Your task — Print every line of the records below exactly as it reads.

::::

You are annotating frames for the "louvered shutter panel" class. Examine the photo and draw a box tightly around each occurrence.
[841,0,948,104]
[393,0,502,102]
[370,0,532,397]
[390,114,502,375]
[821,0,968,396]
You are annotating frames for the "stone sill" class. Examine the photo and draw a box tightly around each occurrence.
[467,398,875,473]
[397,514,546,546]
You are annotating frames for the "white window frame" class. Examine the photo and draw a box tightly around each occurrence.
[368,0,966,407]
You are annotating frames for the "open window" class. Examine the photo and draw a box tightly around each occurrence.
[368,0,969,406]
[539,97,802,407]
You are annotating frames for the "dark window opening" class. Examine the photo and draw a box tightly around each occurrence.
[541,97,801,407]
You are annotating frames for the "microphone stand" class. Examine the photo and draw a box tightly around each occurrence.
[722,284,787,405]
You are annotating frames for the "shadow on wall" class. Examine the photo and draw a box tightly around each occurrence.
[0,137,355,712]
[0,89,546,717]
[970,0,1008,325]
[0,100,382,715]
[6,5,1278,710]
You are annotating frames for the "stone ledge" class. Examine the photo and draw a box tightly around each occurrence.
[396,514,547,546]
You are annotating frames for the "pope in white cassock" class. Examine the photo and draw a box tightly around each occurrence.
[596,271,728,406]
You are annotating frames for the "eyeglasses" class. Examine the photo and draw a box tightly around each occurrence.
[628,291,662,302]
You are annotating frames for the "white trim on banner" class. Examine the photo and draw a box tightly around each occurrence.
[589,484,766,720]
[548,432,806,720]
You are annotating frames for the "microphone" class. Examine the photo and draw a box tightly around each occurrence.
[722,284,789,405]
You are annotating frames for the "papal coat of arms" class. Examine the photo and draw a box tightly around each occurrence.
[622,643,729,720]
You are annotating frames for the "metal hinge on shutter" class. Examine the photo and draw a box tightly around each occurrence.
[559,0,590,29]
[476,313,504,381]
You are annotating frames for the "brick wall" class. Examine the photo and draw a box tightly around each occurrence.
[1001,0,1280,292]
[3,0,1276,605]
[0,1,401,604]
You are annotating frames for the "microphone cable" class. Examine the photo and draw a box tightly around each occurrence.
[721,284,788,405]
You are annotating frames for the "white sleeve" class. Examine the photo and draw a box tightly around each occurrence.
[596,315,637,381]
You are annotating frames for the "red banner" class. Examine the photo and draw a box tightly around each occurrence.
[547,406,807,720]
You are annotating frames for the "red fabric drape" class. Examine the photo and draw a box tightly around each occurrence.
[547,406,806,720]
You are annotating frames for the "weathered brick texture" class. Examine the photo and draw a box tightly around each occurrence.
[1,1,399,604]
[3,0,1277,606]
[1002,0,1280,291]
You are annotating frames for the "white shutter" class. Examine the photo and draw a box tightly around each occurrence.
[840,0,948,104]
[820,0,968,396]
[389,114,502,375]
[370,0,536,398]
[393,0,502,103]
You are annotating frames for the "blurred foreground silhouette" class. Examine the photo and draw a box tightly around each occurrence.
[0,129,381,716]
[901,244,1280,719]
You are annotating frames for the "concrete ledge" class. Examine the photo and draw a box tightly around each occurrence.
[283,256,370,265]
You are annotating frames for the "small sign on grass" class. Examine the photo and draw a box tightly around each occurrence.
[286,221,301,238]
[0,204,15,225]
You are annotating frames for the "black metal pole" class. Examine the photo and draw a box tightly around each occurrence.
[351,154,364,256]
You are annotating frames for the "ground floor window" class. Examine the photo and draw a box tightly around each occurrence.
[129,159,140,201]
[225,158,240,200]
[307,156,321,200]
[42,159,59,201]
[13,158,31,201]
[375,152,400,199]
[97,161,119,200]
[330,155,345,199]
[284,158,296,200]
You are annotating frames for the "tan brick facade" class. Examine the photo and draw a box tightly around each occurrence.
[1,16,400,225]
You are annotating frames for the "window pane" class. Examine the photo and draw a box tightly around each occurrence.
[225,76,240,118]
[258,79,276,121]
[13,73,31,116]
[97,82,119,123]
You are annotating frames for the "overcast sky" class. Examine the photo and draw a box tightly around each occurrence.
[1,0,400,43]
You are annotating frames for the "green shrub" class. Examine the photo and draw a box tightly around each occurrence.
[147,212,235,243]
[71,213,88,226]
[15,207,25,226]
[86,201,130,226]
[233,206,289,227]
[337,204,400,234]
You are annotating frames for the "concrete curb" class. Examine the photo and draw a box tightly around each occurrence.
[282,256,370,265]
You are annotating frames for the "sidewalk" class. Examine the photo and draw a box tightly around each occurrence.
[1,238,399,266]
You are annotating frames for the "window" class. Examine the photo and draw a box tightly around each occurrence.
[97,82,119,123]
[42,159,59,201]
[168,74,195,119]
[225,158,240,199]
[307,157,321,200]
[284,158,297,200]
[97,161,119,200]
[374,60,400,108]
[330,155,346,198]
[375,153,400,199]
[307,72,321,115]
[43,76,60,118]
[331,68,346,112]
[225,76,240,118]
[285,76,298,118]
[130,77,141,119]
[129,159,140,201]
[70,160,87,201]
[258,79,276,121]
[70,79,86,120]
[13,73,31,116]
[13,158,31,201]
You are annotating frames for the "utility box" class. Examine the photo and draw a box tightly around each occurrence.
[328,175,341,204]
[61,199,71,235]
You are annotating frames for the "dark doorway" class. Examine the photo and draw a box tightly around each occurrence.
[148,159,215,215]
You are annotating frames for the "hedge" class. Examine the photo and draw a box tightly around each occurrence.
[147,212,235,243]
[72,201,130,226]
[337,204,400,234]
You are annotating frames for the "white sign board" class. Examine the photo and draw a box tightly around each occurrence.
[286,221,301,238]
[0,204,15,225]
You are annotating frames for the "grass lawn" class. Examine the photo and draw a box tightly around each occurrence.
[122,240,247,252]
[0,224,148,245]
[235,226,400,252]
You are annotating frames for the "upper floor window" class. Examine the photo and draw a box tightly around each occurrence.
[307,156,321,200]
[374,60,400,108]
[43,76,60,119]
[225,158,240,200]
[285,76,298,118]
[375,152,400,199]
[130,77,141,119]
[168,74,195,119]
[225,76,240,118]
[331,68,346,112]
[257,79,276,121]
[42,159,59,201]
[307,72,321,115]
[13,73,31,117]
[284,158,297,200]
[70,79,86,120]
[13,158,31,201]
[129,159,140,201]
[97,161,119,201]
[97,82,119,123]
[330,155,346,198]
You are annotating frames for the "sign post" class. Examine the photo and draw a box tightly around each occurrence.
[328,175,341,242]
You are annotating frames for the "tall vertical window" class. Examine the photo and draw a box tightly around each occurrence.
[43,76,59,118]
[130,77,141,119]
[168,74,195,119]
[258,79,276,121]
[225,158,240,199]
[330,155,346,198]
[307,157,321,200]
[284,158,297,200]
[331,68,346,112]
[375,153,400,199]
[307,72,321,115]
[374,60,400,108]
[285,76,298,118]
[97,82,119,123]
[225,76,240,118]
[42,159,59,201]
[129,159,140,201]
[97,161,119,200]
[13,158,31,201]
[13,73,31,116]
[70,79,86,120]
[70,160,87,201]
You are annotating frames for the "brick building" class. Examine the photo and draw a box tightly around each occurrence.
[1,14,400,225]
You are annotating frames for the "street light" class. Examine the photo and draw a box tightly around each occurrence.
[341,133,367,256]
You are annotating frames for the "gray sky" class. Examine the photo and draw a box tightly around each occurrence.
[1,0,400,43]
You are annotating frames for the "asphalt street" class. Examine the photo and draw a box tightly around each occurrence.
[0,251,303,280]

::::

Task response —
You are annotating frames for the "louvered shutter panel" class. Examine the photo and draw a box tightly around each occurrence.
[841,0,948,104]
[393,0,502,102]
[370,0,532,397]
[390,114,502,375]
[821,0,968,396]
You are annotating frames for the "stone sill" class. Examine the photo and draw a box tightly around each occurrence.
[467,398,875,473]
[397,514,546,546]
You are annotating frames for the "white window frame" class. Examine the photo and draw a box tightly around each occurrence.
[368,0,966,407]
You are annotating frames for the "open window" class. Examine the photo and draw a box tightly around each occurrence.
[368,0,969,406]
[539,97,802,407]
You are annotating frames for the "dark window opening" class. Examine the photo and draw a box tightly around each occurrence.
[541,97,801,407]
You are annotating frames for the "microphone stand" class. Examine the photo and draw a box tightly around each occurrence.
[722,284,787,405]
You are annotating frames for the "shadow on wall" class. Examine the photo and draw a box tightly around each occurrence.
[0,137,355,712]
[0,89,546,717]
[970,0,1008,325]
[0,100,382,715]
[6,5,1278,710]
You are annotating frames for the "stone ledge" class. Examine the photo and draw a box tightly around each occurrence.
[396,514,547,546]
You are annotating frames for the "pope in white cassock" class. Examine the photo and draw a box tightly around each occurrence.
[596,271,728,406]
You are annotating frames for the "eyeglasses" class. Examine the photo and draw a box tightly around each occurrence.
[628,291,662,302]
You are annotating frames for the "white trim on banner" class. Examine the photo and draw a box tightly around each occurrence.
[589,484,766,720]
[548,432,806,720]
You are annotating frames for the "microphone" class. Examine the photo and draw a box tightly around each occurrence.
[722,284,789,405]
You are annotating frames for the "papal coat of arms" class. Examine the photo and draw a box tightly around each occurrence.
[622,643,729,720]
You are annotating frames for the "metal hinge on shutter" class. Examine the photo and draw a box tightly around each occurrence.
[559,0,590,29]
[476,313,504,381]
You are annotating frames for the "brick wall" class. Examine the photo and draw a box tightly around each occurrence.
[1001,0,1280,292]
[3,0,1276,605]
[0,1,401,604]
You are annotating frames for the "microphone cable" class. Examine the photo and draw a box tightly around each occurrence.
[721,284,788,405]
You are annotating frames for the "white sleeve" class. Examine the photo and draw a box tightly around each occurrence.
[596,315,637,381]
You are annotating frames for the "red banner" class. Examine the photo and draw a box tightly around each occurrence.
[547,406,807,720]
You are annotating frames for the "red fabric drape" class. Examine the photo and draw a box tightly around each occurrence.
[547,406,806,720]
You are annotating frames for the "weathered brick texture" class. Examine the photo and draw a box tightly around each occurrence.
[1,1,399,604]
[3,0,1277,606]
[1002,0,1280,291]
You are annotating frames for the "white shutter" class. Examine the photo and draw a box tightly around each occurrence.
[840,0,948,104]
[820,0,968,396]
[389,114,502,375]
[370,0,536,398]
[393,0,502,103]
You are annotating frames for the "blurred foreground silhouette" class. Examine the photo and draw a box tightly around each occurrence.
[0,129,381,716]
[901,244,1280,719]
You are annotating frames for the "concrete ledge" class. Examine the photo and draw a box tightly around each occurrence.
[283,256,370,265]
You are annotating frames for the "small sign on grass" class. Examine the photo and draw a box tightly around each occurrence.
[286,221,301,238]
[0,204,15,225]
You are annotating frames for the "black metal pole" class. Examine the photo and draw a box tightly around each occurrence.
[351,154,364,256]
You are annotating frames for the "ground floor window" class. Examine the photo and draw a box tightly around each occurrence.
[129,159,140,201]
[225,158,240,200]
[307,156,321,200]
[42,159,59,201]
[13,158,31,201]
[375,152,400,199]
[97,161,119,200]
[330,155,345,199]
[284,158,296,200]
You are annotating frames for the "tan brick facade" class. Examine the photo and draw a box tightly around each occurrence.
[1,16,400,225]
You are annotating frames for the "window pane" class. Examine the photo and draw a box tightly around each occurrence.
[225,76,240,118]
[258,79,276,121]
[13,73,31,116]
[97,82,119,123]
You are annotating frames for the "overcast sky" class. Examine the photo and draw a box tightly around each occurrence.
[1,0,400,43]
You are annotating frames for the "green shrub" class. Examine the photo and draw a box tightly around each occurrence.
[147,212,235,243]
[71,213,88,226]
[15,207,25,226]
[86,201,130,226]
[233,206,289,227]
[337,204,400,234]
You are annotating frames for the "concrete curb" class. Examine the photo and draw a box tightly around each occurrence.
[282,256,370,265]
You are annotating frames for the "sidewalk" class. Examine the photo and draw a box tightly around each occurrence.
[1,238,399,266]
You are annotating frames for the "window" class. Examine the photo and draw a box tightly around each occurrence.
[97,82,119,123]
[42,159,59,201]
[168,74,195,119]
[225,158,240,199]
[307,157,321,200]
[284,158,297,200]
[97,161,119,200]
[374,60,400,108]
[330,155,346,198]
[375,153,400,199]
[307,72,321,115]
[43,76,60,118]
[331,68,346,112]
[225,76,240,118]
[285,76,298,118]
[130,77,141,119]
[129,159,140,201]
[70,160,87,201]
[258,79,276,121]
[70,79,86,120]
[13,73,31,116]
[13,158,31,201]
You are annotating frames for the "utility box" class. Examine the photo and draw a box tightly around each occurrence.
[328,175,341,204]
[61,199,71,235]
You are annotating frames for the "dark doorway" class. Examine the photo and draw a box tightly around each occurrence.
[148,159,215,215]
You are annotating frames for the "hedge" class. Examine the photo and draw a box tightly around each occurrence.
[147,212,235,243]
[72,201,130,226]
[337,204,400,234]
You are annotating frames for the "white sign board" class. Examine the photo and draw a box tightly around each occurrence.
[286,221,301,238]
[0,204,15,225]
You are annotating frames for the "grass lawn" class. Examine the photo and draw a box tightly around each occurrence.
[122,240,247,252]
[0,224,148,245]
[235,226,400,252]
You are annotating frames for the "upper floor window" class. Examine the photo and draw a box tightly around each occurrence.
[307,156,321,200]
[374,60,400,108]
[43,76,60,119]
[225,158,240,200]
[285,76,298,118]
[375,152,400,199]
[130,77,141,119]
[168,74,195,119]
[225,76,240,118]
[331,68,346,112]
[257,79,276,121]
[42,159,59,201]
[307,72,321,115]
[13,73,31,117]
[284,158,297,200]
[70,79,86,120]
[13,158,31,201]
[129,159,140,201]
[97,161,119,201]
[97,82,119,123]
[330,155,346,198]
You are annotating frames for the "sign post" class. Examine the photo and draw a box tightly around each occurrence.
[328,175,341,242]
You are annotating frames for the "tall vertical window" class. Examine the photo and draw a box tightly around each occurrence.
[43,76,59,118]
[130,77,141,119]
[168,74,195,119]
[258,79,276,121]
[225,158,240,199]
[330,155,346,198]
[307,157,321,200]
[284,158,297,200]
[331,68,346,112]
[375,153,400,199]
[307,72,321,115]
[374,60,400,108]
[285,76,298,118]
[97,82,119,123]
[225,76,240,118]
[42,159,59,201]
[129,159,140,201]
[97,161,119,200]
[13,158,31,201]
[13,73,31,116]
[70,79,86,120]
[70,160,87,201]
You are annotating frames for the "brick building" class. Examine the photo and draw a box tightly around each occurrence.
[1,14,400,225]
You are annotating frames for the "street light" class. Examine the photo and draw a box tightly around each occurrence.
[341,133,367,256]
You are annotating frames for the "gray sky" class. Examine the photo and draw a box tightly around each occurrence.
[1,0,400,43]
You are annotating frames for the "asphalt street" class. Examine the photo and draw a box tightly around each occurrence.
[0,251,303,280]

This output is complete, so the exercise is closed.